● **Direction**:
Working from the line that contains "on the gold" down to the last line below, repeat each line exactly.

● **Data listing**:
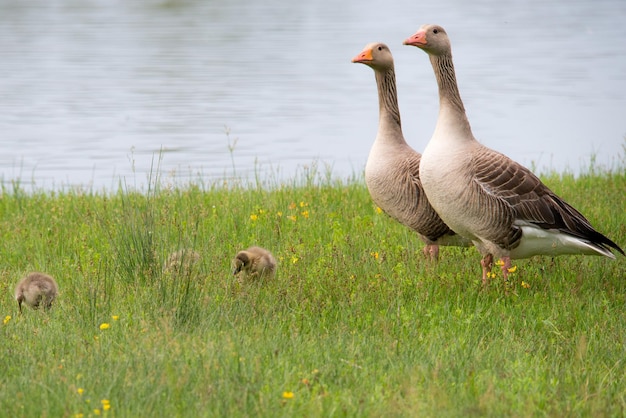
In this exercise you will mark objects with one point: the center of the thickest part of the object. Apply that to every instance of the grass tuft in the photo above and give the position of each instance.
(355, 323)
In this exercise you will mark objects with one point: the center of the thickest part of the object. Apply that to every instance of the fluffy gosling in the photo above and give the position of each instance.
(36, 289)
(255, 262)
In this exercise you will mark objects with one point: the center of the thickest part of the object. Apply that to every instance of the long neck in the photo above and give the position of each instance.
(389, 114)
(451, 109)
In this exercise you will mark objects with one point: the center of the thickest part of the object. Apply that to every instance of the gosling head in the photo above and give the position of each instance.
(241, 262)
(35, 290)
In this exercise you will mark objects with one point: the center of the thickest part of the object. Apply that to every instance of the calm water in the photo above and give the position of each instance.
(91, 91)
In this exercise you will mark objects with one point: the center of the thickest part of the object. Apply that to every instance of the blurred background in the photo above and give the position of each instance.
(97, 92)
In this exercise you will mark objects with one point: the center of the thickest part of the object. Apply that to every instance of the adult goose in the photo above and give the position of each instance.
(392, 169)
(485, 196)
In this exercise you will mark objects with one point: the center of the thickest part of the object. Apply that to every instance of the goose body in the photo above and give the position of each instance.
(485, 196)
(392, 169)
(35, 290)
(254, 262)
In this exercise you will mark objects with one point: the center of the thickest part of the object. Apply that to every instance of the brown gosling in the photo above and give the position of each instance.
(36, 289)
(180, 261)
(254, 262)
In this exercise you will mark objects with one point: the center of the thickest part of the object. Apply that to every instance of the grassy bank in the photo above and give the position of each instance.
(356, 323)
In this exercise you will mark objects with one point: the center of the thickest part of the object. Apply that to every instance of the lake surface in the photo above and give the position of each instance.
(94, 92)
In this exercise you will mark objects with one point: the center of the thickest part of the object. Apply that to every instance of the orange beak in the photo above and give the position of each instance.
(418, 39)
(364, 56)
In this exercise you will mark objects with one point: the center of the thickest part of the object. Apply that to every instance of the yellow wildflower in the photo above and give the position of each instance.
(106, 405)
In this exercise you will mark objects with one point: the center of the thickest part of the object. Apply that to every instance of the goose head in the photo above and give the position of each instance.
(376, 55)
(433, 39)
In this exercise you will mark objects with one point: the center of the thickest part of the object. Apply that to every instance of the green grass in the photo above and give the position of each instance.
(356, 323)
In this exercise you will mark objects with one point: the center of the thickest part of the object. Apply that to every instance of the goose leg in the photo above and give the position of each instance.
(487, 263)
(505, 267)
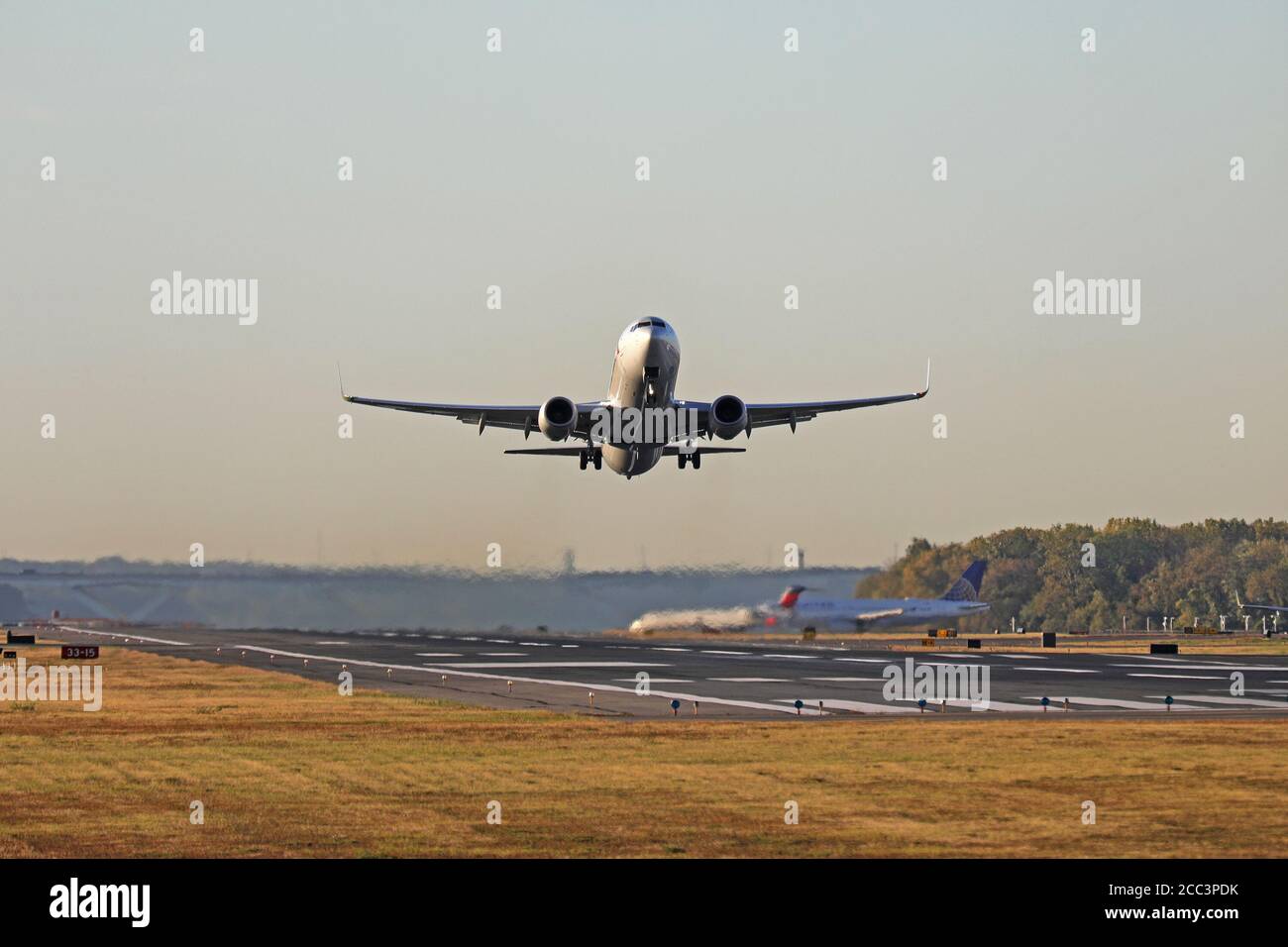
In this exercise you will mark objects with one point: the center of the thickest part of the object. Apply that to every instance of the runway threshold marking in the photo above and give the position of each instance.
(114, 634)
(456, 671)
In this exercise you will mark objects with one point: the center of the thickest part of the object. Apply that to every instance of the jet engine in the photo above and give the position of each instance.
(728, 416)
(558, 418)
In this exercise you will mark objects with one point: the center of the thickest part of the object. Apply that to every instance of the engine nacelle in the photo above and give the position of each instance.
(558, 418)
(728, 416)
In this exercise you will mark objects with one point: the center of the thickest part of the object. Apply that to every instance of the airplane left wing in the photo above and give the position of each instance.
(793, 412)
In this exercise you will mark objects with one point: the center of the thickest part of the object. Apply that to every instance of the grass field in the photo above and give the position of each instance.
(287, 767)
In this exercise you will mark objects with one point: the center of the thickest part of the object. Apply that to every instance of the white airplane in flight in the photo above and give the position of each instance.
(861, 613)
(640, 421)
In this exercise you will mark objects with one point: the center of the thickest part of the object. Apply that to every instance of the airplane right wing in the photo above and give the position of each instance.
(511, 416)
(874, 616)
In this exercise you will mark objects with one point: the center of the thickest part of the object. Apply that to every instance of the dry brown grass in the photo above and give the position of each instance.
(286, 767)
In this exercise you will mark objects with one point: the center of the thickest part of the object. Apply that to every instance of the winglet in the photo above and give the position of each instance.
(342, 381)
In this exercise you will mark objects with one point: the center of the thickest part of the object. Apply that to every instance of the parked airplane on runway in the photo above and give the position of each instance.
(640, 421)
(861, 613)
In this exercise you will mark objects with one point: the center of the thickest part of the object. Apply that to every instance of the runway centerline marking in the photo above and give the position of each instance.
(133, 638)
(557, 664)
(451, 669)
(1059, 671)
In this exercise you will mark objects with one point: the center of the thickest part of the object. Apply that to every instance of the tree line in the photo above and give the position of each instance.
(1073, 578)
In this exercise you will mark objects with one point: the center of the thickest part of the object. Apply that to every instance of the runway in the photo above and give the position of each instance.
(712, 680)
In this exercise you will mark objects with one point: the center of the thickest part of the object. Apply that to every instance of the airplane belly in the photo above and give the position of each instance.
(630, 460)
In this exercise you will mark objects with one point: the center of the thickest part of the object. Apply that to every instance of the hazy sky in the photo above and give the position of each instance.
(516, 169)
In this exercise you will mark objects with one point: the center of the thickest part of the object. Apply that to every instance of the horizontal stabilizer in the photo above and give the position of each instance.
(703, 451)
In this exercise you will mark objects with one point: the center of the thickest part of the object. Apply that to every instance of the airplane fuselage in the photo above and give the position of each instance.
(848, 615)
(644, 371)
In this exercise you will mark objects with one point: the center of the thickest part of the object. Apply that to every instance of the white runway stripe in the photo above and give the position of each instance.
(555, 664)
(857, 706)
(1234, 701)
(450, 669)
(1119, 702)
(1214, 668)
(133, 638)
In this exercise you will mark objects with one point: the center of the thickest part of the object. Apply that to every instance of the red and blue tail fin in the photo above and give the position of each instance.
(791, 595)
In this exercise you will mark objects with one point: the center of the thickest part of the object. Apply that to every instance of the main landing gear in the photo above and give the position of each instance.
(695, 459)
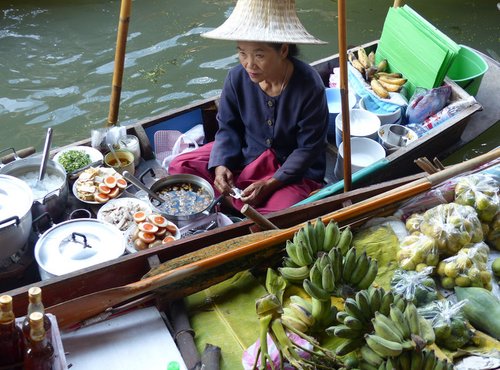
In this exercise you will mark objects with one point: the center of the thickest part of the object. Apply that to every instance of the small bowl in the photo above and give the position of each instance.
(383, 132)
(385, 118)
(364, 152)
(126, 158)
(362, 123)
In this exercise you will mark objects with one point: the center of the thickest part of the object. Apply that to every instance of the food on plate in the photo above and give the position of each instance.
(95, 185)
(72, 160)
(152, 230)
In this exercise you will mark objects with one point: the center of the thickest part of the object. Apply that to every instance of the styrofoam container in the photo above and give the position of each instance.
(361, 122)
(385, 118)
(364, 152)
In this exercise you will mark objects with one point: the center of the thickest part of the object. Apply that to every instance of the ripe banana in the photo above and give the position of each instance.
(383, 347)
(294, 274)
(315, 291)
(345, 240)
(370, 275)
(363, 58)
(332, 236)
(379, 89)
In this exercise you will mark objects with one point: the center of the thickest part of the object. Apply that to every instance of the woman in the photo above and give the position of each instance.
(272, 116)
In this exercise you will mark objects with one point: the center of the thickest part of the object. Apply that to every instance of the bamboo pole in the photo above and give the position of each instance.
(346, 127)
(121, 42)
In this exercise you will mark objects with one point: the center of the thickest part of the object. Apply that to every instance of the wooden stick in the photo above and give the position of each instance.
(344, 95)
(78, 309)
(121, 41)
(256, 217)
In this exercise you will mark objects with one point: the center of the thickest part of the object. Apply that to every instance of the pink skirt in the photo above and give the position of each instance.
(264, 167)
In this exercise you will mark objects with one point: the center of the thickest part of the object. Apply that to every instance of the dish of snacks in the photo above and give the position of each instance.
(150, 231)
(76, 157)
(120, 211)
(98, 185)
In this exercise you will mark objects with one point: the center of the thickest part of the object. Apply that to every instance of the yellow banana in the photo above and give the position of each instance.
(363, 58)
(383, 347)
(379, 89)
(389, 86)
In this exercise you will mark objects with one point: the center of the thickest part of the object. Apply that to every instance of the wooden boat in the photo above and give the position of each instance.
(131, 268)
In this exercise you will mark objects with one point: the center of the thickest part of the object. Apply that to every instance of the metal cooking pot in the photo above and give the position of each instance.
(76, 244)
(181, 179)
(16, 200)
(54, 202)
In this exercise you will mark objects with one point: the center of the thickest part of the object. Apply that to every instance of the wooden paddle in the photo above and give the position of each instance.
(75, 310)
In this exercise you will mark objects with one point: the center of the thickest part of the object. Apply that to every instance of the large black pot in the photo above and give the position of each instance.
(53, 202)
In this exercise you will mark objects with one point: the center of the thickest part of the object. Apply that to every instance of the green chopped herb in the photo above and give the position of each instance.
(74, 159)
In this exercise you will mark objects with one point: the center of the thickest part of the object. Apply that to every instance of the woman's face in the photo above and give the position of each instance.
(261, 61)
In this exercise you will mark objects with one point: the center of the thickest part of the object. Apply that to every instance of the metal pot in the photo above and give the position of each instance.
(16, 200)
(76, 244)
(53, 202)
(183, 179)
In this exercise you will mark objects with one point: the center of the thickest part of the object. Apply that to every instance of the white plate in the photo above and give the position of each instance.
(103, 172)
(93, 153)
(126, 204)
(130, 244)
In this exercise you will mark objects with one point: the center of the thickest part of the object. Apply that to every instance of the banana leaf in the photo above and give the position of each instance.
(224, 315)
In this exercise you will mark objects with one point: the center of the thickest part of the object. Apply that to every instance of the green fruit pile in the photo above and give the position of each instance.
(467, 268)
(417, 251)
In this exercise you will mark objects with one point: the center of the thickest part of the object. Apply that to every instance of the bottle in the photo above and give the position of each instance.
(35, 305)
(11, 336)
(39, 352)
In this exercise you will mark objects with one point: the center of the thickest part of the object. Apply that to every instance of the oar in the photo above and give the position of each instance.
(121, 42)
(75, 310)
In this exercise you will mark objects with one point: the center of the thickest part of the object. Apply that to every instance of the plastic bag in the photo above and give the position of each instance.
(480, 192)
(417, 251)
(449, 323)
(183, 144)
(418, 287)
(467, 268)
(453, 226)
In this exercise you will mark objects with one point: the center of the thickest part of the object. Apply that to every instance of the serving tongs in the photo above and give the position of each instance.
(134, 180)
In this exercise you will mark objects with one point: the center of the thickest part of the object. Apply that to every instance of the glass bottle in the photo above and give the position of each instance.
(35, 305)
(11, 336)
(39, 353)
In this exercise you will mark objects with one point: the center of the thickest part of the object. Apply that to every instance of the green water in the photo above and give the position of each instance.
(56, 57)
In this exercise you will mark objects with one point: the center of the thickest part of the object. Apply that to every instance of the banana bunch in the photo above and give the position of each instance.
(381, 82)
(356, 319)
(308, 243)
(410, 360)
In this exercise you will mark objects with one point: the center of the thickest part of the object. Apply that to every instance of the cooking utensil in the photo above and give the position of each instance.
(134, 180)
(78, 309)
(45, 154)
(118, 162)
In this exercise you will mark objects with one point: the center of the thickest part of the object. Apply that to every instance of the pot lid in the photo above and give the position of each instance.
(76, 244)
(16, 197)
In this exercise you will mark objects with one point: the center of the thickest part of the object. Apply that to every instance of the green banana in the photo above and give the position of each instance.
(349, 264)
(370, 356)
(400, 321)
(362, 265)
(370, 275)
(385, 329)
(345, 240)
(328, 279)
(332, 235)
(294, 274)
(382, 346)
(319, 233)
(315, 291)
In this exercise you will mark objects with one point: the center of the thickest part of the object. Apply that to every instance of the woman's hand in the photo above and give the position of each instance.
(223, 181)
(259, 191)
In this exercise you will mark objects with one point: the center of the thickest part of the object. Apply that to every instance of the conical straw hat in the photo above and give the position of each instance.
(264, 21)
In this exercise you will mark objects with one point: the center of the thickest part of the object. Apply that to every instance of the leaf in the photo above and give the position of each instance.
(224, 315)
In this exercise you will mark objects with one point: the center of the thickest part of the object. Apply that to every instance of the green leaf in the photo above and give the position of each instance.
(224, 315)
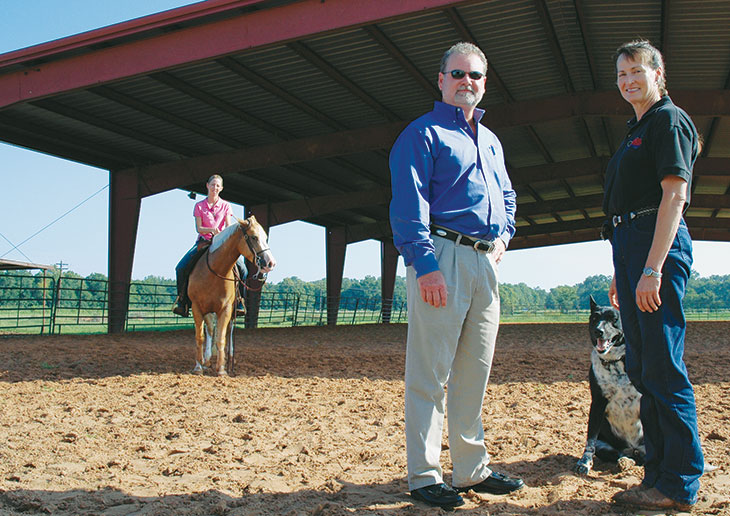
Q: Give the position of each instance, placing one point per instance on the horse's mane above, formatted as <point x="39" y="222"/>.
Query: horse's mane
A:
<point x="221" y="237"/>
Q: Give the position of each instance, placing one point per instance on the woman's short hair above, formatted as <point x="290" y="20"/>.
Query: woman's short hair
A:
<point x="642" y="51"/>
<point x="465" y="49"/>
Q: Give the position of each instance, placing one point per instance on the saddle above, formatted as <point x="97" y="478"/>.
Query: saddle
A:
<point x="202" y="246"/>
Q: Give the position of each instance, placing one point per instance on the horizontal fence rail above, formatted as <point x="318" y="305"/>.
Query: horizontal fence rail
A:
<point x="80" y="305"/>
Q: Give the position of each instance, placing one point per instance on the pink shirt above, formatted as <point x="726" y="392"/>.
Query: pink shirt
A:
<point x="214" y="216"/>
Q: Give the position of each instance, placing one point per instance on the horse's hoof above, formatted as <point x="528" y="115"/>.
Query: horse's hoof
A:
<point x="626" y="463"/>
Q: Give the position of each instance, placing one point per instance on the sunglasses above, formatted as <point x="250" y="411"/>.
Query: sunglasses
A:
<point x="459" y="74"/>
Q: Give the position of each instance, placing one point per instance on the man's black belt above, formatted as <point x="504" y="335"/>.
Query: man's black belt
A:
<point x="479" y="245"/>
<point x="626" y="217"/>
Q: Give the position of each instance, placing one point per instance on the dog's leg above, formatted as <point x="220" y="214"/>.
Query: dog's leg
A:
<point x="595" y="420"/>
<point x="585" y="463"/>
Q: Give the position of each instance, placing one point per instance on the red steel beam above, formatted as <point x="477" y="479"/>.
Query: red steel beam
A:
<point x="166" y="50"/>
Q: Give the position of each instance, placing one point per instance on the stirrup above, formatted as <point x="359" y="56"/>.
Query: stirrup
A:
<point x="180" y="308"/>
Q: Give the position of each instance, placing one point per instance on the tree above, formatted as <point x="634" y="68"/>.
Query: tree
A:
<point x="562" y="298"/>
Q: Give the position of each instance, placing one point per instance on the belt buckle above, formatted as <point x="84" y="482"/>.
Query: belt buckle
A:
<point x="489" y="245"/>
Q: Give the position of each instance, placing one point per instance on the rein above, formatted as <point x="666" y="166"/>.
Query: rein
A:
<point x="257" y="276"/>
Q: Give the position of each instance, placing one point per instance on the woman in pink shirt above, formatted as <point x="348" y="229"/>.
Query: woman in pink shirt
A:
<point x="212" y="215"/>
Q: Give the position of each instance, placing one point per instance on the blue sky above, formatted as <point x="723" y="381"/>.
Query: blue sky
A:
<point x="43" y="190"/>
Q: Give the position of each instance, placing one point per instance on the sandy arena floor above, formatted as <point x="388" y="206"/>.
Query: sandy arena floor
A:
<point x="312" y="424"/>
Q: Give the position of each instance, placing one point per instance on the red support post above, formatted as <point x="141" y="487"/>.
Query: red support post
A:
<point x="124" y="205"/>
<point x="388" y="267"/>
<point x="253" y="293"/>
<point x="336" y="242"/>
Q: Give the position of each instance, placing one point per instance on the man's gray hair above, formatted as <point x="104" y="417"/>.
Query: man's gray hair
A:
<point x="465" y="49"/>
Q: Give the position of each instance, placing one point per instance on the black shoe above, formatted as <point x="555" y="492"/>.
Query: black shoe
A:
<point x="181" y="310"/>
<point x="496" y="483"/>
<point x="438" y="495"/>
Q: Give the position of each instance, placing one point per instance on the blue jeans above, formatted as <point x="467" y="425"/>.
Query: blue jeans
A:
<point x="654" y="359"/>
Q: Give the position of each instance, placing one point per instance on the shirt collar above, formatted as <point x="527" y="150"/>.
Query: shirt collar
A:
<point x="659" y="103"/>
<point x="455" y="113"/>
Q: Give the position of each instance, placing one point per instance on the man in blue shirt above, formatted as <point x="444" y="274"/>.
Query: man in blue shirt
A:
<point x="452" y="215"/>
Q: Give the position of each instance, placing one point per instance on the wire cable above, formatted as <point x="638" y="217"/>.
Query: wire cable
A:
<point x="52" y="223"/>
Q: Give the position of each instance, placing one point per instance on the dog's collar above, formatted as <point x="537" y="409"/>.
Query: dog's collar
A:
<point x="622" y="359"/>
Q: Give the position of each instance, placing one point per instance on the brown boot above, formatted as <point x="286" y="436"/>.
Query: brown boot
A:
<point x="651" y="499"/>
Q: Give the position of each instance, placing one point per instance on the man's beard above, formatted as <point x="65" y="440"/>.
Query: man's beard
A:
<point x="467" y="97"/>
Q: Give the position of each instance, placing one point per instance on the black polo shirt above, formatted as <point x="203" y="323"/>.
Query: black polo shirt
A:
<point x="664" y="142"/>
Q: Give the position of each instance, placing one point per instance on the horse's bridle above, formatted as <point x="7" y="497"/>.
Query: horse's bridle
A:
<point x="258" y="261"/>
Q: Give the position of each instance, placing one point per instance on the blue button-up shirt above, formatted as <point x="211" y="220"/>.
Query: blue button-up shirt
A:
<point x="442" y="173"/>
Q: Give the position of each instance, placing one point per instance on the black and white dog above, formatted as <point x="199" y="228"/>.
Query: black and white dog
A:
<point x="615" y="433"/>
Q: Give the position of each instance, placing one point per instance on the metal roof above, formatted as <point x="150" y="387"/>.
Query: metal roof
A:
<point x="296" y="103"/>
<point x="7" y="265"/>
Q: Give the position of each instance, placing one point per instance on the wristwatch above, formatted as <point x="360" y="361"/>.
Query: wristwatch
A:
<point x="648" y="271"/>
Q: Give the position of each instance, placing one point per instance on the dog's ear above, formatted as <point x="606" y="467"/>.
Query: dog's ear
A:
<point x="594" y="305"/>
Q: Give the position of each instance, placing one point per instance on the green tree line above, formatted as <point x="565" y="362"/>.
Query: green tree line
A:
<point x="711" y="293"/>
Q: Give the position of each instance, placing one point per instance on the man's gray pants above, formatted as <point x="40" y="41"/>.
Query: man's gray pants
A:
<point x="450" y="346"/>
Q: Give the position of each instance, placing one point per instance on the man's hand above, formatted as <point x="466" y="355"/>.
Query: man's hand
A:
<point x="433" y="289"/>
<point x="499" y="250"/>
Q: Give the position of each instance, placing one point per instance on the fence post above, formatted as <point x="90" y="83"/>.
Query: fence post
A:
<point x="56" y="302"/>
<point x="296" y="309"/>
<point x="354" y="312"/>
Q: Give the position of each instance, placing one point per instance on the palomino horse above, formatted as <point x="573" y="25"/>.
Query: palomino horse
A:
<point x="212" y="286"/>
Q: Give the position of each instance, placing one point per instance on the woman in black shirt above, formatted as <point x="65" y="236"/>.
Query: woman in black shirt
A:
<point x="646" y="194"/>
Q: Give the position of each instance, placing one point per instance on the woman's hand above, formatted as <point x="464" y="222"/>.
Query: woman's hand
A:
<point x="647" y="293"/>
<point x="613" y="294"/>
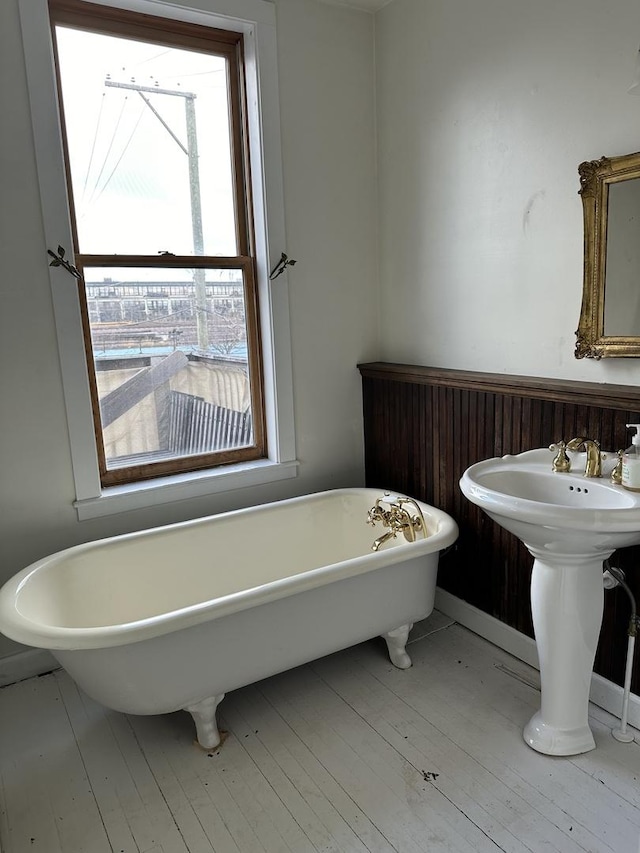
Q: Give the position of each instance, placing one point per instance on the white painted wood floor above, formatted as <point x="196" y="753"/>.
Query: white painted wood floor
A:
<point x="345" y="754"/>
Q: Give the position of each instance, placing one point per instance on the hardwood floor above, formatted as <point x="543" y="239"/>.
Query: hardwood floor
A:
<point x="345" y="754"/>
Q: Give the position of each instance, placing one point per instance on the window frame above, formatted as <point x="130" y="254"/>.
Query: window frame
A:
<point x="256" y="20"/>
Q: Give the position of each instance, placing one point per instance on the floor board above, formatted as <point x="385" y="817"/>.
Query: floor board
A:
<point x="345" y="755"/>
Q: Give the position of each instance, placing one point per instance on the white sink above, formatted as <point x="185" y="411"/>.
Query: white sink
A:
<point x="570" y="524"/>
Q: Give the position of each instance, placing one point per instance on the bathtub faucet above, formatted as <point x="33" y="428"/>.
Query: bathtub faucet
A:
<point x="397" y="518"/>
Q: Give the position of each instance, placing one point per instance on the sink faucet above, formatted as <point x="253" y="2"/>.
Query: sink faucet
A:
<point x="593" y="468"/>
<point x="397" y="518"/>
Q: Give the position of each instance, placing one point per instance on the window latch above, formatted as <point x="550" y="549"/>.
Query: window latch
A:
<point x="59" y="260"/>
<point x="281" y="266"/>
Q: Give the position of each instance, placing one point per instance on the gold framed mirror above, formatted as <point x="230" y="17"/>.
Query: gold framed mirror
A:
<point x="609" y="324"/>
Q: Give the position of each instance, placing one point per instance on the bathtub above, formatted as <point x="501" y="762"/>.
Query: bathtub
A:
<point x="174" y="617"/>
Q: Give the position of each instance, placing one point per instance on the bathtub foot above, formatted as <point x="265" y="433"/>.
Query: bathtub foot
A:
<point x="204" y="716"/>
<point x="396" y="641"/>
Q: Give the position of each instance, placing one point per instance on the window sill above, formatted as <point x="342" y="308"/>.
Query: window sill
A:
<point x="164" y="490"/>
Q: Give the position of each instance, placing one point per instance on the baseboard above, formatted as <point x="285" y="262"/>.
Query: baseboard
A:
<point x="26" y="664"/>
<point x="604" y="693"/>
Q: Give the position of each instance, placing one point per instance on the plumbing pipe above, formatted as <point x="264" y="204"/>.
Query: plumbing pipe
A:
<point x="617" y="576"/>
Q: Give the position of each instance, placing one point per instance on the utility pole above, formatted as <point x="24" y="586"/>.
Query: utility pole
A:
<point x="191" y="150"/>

● **Full solution**:
Q: Give the position of each instance, placing one point per instance on the gold framed mirror above, formatted as <point x="230" y="17"/>.
Query: gold framed mirror
A:
<point x="609" y="324"/>
Q: Give the position of each instance, placing one point per instance on the bathtub above, formatted as <point x="501" y="762"/>.
Query: bathtub
A:
<point x="174" y="617"/>
Q: Give the position of each instance, placing one point per instance on the bathtub foot above, formatted as <point x="265" y="433"/>.
Query: bathtub foot
A:
<point x="204" y="716"/>
<point x="396" y="641"/>
Q: Give the position of each instance, placing one point per instance on the window sill above, formatted as <point x="342" y="308"/>.
Query: window sill
A:
<point x="164" y="490"/>
Q: Give the position of each instance, placing one point per instance on the baseboard above, formatted as <point x="285" y="262"/>.
Query: baseboard
A:
<point x="26" y="664"/>
<point x="604" y="693"/>
Q: Give the position of each instance, placing one point per instance on the plumbing pipe above, formatted as <point x="264" y="204"/>.
Query: plumbing pipe
A:
<point x="617" y="576"/>
Q: Give the position of each instance, placing one point per instance on the utility pole above, formatted as <point x="24" y="586"/>.
Query: utility pole
A:
<point x="191" y="150"/>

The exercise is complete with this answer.